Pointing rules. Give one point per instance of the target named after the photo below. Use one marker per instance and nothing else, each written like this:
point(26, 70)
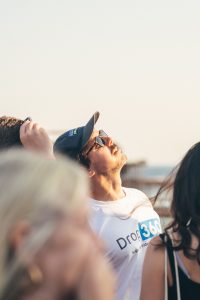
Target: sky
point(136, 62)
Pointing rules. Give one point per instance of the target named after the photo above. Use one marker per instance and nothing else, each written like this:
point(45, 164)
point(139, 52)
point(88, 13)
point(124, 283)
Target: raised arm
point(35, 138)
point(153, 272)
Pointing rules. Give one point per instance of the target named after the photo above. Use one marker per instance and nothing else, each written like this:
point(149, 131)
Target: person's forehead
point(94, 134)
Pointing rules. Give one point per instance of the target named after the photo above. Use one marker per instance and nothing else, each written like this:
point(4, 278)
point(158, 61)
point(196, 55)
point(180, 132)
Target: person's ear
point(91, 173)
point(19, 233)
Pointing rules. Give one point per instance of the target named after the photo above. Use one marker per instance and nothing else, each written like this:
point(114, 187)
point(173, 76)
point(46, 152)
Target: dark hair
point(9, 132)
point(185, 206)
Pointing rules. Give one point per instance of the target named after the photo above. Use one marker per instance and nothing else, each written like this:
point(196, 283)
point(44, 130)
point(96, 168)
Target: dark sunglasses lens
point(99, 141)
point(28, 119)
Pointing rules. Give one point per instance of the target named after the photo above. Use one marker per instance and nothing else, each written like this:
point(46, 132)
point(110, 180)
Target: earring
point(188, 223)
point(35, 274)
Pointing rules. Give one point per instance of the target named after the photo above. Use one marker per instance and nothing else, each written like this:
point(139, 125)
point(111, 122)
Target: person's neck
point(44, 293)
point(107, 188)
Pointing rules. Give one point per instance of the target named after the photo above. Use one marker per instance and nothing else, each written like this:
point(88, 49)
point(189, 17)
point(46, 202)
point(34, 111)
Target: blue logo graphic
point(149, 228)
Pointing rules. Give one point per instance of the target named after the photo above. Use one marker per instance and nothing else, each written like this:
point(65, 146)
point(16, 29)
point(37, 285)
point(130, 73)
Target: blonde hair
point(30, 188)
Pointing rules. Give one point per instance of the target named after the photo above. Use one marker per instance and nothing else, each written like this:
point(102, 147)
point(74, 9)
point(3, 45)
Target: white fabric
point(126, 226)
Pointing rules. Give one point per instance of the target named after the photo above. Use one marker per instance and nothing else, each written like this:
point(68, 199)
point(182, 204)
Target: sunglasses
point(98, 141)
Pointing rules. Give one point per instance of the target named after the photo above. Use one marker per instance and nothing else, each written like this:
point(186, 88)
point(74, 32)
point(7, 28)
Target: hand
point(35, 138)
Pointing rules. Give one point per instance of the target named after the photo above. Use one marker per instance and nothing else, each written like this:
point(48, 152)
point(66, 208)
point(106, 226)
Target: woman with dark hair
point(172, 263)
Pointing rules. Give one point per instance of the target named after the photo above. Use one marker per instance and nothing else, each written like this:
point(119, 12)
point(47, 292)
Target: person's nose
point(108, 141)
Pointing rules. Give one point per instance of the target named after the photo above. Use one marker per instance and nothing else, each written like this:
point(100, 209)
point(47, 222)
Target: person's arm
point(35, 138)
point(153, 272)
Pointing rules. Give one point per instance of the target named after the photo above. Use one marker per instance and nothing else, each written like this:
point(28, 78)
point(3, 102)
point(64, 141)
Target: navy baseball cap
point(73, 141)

* * *

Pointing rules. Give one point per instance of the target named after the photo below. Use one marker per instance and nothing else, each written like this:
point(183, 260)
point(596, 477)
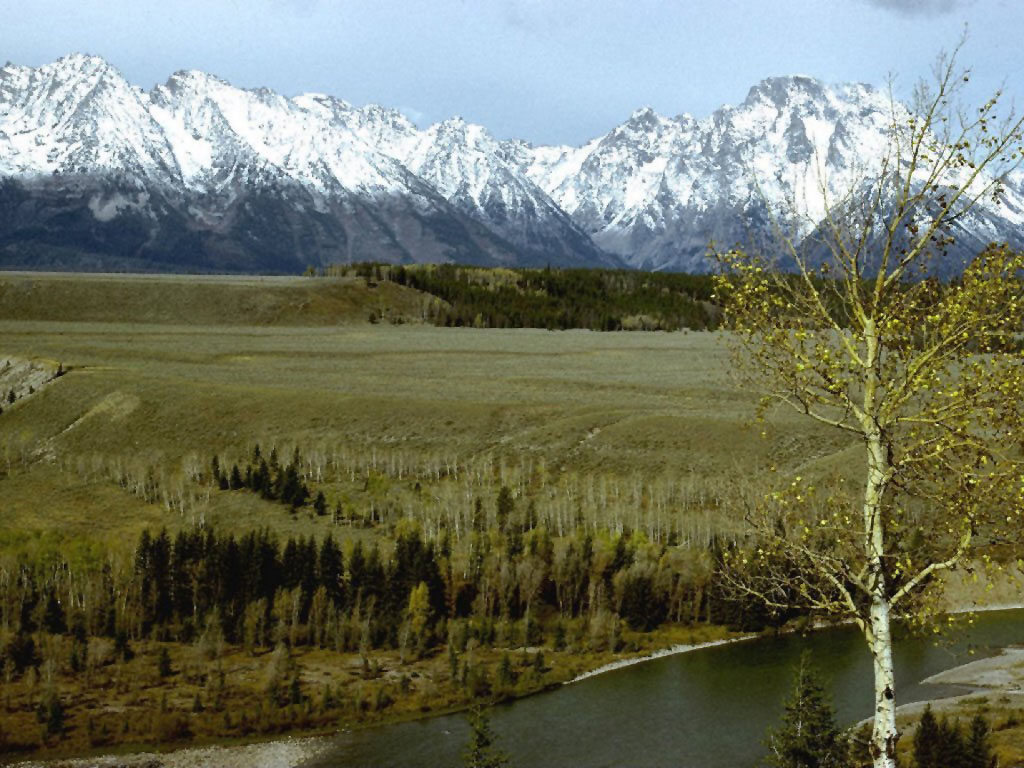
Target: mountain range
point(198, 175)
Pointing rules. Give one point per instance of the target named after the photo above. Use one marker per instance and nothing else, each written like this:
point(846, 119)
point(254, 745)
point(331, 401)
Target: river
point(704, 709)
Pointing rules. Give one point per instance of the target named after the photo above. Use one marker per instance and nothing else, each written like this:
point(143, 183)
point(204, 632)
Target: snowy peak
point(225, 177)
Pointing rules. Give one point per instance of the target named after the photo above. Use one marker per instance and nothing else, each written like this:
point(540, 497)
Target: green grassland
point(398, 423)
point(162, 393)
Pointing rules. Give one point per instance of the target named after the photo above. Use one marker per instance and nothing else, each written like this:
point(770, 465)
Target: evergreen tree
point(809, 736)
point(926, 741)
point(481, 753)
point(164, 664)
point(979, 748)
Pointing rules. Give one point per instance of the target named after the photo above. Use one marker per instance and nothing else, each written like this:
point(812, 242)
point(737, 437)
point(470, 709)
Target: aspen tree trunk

* * *

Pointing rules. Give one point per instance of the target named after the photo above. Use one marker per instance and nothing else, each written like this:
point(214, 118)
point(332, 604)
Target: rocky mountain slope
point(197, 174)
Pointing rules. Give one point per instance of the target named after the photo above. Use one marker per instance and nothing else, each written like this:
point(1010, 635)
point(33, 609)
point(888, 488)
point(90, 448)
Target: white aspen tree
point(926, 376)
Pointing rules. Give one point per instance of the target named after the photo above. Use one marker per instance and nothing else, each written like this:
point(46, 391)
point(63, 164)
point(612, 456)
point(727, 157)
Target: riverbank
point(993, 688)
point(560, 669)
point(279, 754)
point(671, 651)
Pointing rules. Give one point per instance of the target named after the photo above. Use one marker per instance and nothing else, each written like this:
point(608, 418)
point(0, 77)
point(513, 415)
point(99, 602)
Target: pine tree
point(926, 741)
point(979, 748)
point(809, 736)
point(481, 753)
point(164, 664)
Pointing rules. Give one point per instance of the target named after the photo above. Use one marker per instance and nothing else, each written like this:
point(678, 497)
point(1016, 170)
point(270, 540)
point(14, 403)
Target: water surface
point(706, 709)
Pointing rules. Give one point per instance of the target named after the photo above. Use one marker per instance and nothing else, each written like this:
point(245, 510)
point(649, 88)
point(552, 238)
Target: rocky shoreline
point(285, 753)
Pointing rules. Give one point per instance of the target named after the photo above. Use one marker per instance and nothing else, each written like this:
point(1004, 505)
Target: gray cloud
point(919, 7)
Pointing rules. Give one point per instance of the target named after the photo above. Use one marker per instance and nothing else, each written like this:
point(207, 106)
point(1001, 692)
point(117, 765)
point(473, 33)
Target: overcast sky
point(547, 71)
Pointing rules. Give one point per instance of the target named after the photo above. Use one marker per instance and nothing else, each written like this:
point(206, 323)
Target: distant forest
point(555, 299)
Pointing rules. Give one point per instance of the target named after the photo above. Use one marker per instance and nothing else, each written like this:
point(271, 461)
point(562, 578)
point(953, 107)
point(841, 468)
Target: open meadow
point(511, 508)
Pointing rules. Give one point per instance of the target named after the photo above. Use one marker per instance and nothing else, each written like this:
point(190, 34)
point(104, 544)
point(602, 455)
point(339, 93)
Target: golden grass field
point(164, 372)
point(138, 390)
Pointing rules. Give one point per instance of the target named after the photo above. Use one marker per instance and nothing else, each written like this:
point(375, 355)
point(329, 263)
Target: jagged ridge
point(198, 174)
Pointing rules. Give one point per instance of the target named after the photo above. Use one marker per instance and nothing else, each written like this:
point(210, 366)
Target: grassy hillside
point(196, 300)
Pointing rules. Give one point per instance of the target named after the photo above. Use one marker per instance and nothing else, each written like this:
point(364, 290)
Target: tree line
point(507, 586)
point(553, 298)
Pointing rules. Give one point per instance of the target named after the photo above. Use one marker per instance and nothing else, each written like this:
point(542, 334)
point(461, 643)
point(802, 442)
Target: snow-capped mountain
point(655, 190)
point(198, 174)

* * *

* **WORK TO DO**: Count the lines in the material above that contain the word "tree", and give only that number.

* **CORRECT RESPONSE**: 5